§ **Goal of the exercise**: Among the entries below, which lines include the string "mirror"? Show each one.

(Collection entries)
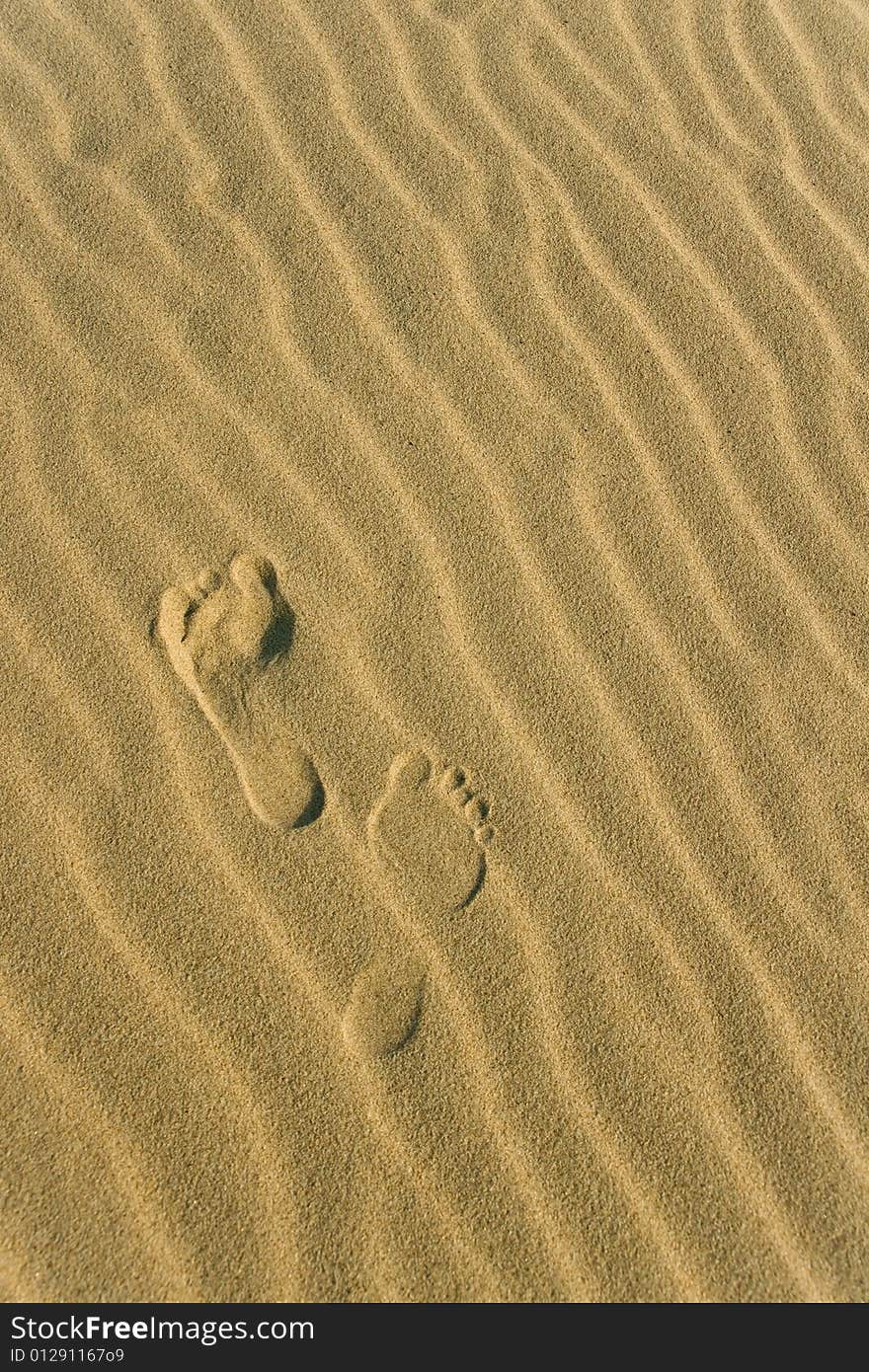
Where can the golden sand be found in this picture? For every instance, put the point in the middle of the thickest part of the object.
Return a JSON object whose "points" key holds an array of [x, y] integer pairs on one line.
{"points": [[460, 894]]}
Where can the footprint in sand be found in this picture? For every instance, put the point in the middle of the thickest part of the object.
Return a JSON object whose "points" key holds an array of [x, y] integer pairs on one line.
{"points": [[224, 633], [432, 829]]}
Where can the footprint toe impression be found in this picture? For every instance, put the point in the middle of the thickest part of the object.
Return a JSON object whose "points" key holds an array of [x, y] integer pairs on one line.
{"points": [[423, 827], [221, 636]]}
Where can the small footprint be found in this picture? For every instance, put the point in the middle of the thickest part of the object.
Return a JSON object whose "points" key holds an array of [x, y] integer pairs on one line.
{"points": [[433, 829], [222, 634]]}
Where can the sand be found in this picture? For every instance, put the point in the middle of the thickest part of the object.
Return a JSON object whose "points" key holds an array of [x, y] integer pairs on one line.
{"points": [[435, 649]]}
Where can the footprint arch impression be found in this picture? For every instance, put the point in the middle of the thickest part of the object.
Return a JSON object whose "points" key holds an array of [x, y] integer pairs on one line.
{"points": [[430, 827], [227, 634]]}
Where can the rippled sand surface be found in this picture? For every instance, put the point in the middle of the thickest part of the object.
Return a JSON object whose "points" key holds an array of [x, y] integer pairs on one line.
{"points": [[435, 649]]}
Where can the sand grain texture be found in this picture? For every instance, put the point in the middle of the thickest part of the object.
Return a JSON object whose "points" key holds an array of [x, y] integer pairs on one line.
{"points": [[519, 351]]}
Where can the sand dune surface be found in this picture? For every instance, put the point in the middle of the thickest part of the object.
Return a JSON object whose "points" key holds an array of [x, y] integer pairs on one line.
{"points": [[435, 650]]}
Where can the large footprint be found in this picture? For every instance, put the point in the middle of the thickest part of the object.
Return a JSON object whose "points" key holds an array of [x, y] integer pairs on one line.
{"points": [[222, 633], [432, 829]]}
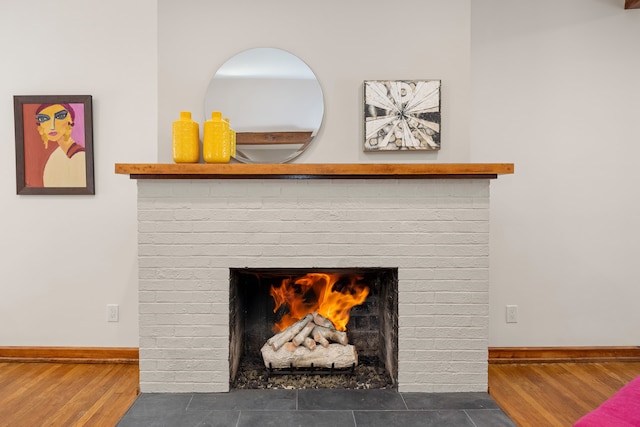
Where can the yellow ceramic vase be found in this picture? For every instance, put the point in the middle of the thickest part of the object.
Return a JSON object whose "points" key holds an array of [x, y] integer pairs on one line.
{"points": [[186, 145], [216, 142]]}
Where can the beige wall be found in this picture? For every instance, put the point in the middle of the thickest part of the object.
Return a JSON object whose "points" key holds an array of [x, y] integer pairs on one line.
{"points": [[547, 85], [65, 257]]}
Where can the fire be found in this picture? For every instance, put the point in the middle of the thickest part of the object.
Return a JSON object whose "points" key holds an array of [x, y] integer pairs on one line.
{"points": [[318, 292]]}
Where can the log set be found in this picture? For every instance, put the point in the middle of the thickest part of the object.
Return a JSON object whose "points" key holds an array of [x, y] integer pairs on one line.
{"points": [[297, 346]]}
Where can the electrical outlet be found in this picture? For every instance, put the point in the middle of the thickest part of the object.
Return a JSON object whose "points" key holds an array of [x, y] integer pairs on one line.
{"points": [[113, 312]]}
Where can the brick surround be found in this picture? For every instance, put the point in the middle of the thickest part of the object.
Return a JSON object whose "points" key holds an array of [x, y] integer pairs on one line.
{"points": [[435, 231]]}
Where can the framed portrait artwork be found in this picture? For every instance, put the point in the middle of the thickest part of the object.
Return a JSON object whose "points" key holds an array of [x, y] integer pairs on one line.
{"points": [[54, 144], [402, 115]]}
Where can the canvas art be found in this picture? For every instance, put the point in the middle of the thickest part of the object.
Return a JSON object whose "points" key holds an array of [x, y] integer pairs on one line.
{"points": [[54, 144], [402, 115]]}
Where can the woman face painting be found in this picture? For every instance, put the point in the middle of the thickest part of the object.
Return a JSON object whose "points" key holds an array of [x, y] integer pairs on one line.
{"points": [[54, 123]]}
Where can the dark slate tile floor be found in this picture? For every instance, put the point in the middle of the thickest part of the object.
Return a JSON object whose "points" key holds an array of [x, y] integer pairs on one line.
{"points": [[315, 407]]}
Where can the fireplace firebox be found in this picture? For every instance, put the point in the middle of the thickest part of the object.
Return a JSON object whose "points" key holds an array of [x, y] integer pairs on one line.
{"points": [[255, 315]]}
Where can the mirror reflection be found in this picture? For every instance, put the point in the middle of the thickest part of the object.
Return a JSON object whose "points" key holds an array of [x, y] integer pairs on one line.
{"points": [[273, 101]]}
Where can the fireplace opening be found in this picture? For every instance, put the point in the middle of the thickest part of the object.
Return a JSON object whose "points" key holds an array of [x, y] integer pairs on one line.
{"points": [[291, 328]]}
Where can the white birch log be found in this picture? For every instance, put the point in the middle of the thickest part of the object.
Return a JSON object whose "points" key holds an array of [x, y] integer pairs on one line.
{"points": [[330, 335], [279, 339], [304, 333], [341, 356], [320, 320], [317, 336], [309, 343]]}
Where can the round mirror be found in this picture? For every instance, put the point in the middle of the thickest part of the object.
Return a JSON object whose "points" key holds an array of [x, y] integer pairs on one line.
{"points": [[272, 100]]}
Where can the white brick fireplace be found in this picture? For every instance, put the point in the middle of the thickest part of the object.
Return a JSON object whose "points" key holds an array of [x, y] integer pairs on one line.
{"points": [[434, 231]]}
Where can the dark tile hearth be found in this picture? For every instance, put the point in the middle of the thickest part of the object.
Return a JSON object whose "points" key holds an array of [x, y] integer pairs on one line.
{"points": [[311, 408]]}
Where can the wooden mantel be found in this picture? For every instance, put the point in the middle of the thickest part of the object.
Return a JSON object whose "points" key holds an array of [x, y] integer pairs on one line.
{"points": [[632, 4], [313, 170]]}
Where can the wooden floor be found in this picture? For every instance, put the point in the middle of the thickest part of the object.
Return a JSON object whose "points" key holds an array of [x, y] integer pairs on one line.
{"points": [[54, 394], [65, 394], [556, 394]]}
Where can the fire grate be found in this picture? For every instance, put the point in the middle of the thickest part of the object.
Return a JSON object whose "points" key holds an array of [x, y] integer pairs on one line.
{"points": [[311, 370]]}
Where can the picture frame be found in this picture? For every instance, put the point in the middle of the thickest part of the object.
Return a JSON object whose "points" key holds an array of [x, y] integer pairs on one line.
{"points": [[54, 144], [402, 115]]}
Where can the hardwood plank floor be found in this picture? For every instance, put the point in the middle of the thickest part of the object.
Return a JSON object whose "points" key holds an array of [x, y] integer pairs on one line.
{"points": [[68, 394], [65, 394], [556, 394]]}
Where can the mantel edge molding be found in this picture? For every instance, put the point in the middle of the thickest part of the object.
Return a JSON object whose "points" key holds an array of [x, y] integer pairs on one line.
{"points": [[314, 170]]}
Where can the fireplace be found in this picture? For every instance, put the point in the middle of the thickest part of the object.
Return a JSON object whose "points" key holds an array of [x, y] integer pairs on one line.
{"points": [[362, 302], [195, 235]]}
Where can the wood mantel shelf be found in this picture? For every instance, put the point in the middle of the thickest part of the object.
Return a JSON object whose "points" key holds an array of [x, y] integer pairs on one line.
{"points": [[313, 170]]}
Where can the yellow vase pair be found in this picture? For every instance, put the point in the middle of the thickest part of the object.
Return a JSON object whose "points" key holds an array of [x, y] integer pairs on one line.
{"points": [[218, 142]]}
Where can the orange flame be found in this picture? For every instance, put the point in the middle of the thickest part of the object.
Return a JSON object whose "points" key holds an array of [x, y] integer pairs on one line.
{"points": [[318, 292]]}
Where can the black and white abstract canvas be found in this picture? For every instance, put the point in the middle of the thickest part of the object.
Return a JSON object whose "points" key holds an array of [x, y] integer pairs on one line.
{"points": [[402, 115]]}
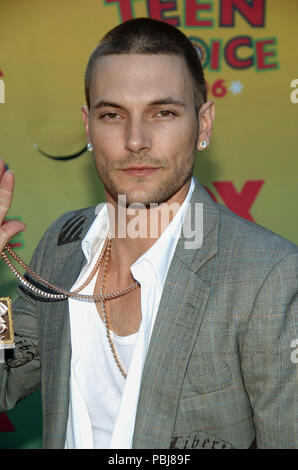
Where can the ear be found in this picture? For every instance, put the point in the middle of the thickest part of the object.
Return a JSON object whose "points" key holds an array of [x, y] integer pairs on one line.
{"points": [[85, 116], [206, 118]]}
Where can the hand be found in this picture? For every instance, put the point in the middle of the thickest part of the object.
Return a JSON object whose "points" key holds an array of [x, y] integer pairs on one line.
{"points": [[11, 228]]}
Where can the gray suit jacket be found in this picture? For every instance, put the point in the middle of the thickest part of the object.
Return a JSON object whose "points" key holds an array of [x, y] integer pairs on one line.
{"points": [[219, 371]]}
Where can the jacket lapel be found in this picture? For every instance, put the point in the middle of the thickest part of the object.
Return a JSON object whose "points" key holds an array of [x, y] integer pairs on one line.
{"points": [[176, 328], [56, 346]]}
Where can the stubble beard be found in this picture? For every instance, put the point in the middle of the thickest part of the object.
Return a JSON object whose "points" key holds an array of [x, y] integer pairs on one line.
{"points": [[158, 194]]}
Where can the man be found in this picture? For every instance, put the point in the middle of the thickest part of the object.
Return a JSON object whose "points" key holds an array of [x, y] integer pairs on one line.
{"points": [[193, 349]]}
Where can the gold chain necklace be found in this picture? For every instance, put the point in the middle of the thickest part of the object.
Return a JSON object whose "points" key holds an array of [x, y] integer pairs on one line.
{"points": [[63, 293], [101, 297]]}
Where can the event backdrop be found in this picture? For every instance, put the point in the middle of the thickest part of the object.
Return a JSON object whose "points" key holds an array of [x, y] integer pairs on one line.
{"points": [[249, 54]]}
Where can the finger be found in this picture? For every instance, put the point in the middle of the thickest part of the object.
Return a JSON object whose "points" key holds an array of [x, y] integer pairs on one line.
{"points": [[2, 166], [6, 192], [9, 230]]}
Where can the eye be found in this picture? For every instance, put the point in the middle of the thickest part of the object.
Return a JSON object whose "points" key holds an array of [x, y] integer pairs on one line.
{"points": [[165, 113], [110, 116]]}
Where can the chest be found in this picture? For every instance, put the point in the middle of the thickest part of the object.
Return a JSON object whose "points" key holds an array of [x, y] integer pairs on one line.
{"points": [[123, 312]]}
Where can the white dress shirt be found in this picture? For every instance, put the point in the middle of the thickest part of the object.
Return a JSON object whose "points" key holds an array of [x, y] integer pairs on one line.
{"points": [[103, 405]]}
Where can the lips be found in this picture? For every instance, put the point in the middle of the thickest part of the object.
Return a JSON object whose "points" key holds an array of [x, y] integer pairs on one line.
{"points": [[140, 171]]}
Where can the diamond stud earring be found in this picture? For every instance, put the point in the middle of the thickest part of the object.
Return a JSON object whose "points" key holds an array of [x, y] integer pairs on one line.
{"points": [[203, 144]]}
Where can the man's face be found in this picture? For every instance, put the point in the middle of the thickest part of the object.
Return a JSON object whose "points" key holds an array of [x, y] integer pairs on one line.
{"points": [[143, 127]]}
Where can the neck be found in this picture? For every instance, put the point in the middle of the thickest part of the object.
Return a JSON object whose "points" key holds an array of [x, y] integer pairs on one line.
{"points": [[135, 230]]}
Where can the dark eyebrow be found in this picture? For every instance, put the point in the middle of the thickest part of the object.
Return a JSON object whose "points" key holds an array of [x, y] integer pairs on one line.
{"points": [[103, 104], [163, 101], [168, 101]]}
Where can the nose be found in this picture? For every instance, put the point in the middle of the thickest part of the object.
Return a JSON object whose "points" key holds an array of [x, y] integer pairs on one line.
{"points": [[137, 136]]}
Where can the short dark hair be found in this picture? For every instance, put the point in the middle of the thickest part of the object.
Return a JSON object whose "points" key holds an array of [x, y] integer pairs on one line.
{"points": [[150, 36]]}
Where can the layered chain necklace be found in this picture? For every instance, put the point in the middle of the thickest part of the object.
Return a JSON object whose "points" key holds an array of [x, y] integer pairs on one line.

§ **Result of the exercise**:
Where can the mirror reflection be found in this picture? For every instance, put the point in the middle of the thickest part of the object.
Where can the round mirror be found in this picture? For every instance, put the point in the middle of the thickest part of the object.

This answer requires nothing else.